▶ [Tarea] Transcribe sin cambios, del fragmento sobre la rumba, el tramo que va desde "Azar objetivo como" hasta "pueblo. ¡Viva la rumba!".

▶ [Fragmento de texto]
• • •

Leí con mucha atención tu artículo sobre Froylán, la rumba y el salón Los Ángeles, me escribe con su calurosa franqueza. “En efecto, el movimiento que iniciamos varios en 1976, bajo la dirección de Froy y el lema La rumba es cultura tuvo su culminación en 2014, cuando Cuba logró que la rumba fuera declarada por la Organización de Naciones Unidas para la Educación, la Ciencia y la Cultura (Unesco, por sus siglas en inglés) patrimonio cultural de la humanidad. Te agradezco tus comentarios y recuerdo con alegría cuando te conocí en compañía de mi compadre Froylán, con quien he compartido muchos momentos de contento a lo largo de más de 40 años de amistad, y quien tuvo a bien presentarme con muchos de mis actuales amigos, algunos sus ex alumnos, otros sus compañeros de trabajo y otros conocidos de la vida…”

Azar objetivo como siempre con la suerte, el filósofo, autor de varios libros y principal especialista del surrealismo, Georges Sebbag, me escribió a propósito del mismo artículo las siguientes palabras que traduzco del francés: Leí con gran placer este texto de fondo, que hace la separación entre una cultura popular auténtica y el raro revoltijo desabrido que se nos fabrica a lo largo del día y el cual no posee ni el aroma de la cultura ni un gestual anclado en el pueblo. ¡Viva la rumba!

La coincidencia de fondo entre dos textos separados por el océano Atlántico lleva a preguntase qué es la música popular: ¿qué significa una cultura popular? Como siempre, una interrogación esencial que busca una respuesta verdadera no puede sino proponer una nueva pregunta. Ecos y resonancias que obedecen al ritmo de los latidos del tiempo.

• • •

▶ [Material mostrado]
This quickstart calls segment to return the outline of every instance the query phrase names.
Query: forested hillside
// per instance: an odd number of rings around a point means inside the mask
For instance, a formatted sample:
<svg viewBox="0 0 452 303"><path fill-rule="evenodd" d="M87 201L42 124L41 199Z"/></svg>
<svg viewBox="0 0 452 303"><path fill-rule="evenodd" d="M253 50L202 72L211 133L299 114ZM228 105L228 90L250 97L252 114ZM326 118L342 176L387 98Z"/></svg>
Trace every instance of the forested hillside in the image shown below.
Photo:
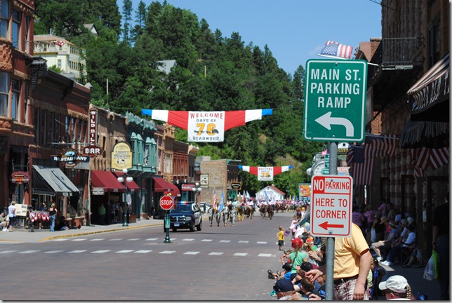
<svg viewBox="0 0 452 303"><path fill-rule="evenodd" d="M202 16L166 1L147 6L141 1L133 11L131 0L124 0L121 13L116 0L36 0L35 6L35 34L51 29L86 49L86 82L93 86L92 103L137 115L143 108L272 108L272 116L227 131L223 142L199 143L198 155L238 159L251 166L293 165L271 182L291 195L298 195L299 183L310 180L306 169L323 144L303 139L303 66L287 74L267 46L246 45L238 32L224 37ZM98 36L84 23L95 24ZM167 60L177 61L168 75L157 68L159 60ZM177 140L186 138L185 130L176 129ZM242 188L251 193L270 183L240 173Z"/></svg>

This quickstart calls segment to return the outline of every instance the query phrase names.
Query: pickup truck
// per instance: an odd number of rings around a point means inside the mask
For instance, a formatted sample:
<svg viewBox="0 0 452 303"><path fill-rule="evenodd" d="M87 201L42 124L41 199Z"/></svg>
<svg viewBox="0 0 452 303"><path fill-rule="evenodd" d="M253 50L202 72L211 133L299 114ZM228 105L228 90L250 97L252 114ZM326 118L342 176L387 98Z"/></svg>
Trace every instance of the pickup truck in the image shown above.
<svg viewBox="0 0 452 303"><path fill-rule="evenodd" d="M202 229L201 210L194 202L177 202L175 208L170 211L169 216L170 228L173 231L184 229L194 231L195 227L199 231Z"/></svg>

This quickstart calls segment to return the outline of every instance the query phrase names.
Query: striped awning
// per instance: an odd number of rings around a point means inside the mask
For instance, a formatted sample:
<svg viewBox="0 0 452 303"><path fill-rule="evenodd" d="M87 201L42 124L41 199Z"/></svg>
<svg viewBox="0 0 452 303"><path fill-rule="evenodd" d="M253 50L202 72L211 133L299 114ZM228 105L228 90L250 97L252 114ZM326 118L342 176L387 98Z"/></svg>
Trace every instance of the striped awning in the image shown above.
<svg viewBox="0 0 452 303"><path fill-rule="evenodd" d="M406 92L412 121L449 121L449 53Z"/></svg>

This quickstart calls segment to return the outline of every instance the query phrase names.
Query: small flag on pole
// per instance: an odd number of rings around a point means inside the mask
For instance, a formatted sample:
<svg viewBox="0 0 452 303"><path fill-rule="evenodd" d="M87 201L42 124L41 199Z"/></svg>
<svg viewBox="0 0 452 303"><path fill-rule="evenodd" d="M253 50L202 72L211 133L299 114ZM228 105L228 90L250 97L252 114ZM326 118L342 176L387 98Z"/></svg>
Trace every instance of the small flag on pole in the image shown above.
<svg viewBox="0 0 452 303"><path fill-rule="evenodd" d="M225 194L222 191L221 191L221 198L220 200L220 207L218 208L218 211L222 211L225 208Z"/></svg>
<svg viewBox="0 0 452 303"><path fill-rule="evenodd" d="M331 57L340 59L350 59L353 46L340 44L338 42L327 41L325 47L319 55L324 57Z"/></svg>

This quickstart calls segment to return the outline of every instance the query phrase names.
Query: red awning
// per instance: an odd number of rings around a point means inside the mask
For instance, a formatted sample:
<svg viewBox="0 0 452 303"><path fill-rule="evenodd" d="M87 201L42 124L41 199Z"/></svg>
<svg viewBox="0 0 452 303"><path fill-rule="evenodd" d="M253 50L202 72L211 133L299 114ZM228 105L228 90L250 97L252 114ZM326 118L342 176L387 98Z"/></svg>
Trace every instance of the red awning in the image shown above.
<svg viewBox="0 0 452 303"><path fill-rule="evenodd" d="M91 187L103 188L105 191L123 191L124 186L109 171L91 170Z"/></svg>
<svg viewBox="0 0 452 303"><path fill-rule="evenodd" d="M122 172L114 172L113 173L114 174L114 177L118 177L123 175ZM140 187L135 181L126 183L127 184L127 190L129 191L138 191L140 189Z"/></svg>
<svg viewBox="0 0 452 303"><path fill-rule="evenodd" d="M164 192L164 194L171 193L172 196L180 196L180 191L178 187L173 183L165 181L163 178L153 177L154 181L154 191Z"/></svg>

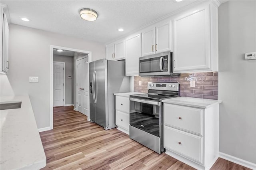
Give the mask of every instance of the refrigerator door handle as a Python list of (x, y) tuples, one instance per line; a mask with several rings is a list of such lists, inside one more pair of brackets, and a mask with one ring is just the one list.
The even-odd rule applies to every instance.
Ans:
[(95, 81), (95, 83), (96, 85), (95, 86), (95, 90), (96, 92), (94, 94), (94, 97), (95, 98), (95, 104), (97, 103), (97, 99), (98, 98), (98, 80), (97, 77), (97, 72), (95, 71), (95, 75), (94, 76), (94, 81)]
[(93, 75), (92, 76), (92, 98), (93, 99), (93, 102), (94, 103), (95, 103), (95, 71), (93, 71)]

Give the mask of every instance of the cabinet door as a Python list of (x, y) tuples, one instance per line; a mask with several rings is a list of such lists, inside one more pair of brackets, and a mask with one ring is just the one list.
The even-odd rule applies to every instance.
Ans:
[(210, 68), (210, 6), (174, 20), (174, 71)]
[(156, 26), (156, 53), (172, 51), (171, 21), (161, 22)]
[(114, 44), (111, 43), (106, 46), (106, 58), (109, 60), (114, 60)]
[(2, 70), (7, 73), (10, 67), (8, 53), (9, 26), (8, 26), (7, 18), (4, 13), (3, 17)]
[(155, 27), (150, 27), (142, 32), (142, 56), (155, 53)]
[(125, 75), (139, 75), (139, 57), (141, 57), (141, 34), (126, 40)]
[(125, 46), (124, 40), (117, 42), (115, 43), (115, 52), (114, 55), (115, 60), (124, 59), (125, 55)]

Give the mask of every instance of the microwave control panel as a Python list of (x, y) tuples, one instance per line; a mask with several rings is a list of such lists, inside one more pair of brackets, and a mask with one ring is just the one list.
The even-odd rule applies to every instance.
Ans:
[(246, 53), (245, 53), (245, 57), (246, 60), (256, 59), (256, 52)]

• • •

▶ [Resultado de la tarea]
Azar objetivo como siempre con la suerte, el filósofo, autor de varios libros y principal especialista del surrealismo, Georges Sebbag, me escribió a propósito del mismo artículo las siguientes palabras que traduzco del francés: Leí con gran placer este texto de fondo, que hace la separación entre una cultura popular auténtica y el raro revoltijo desabrido que se nos fabrica a lo largo del día y el cual no posee ni el aroma de la cultura ni un gestual anclado en el pueblo. ¡Viva la rumba!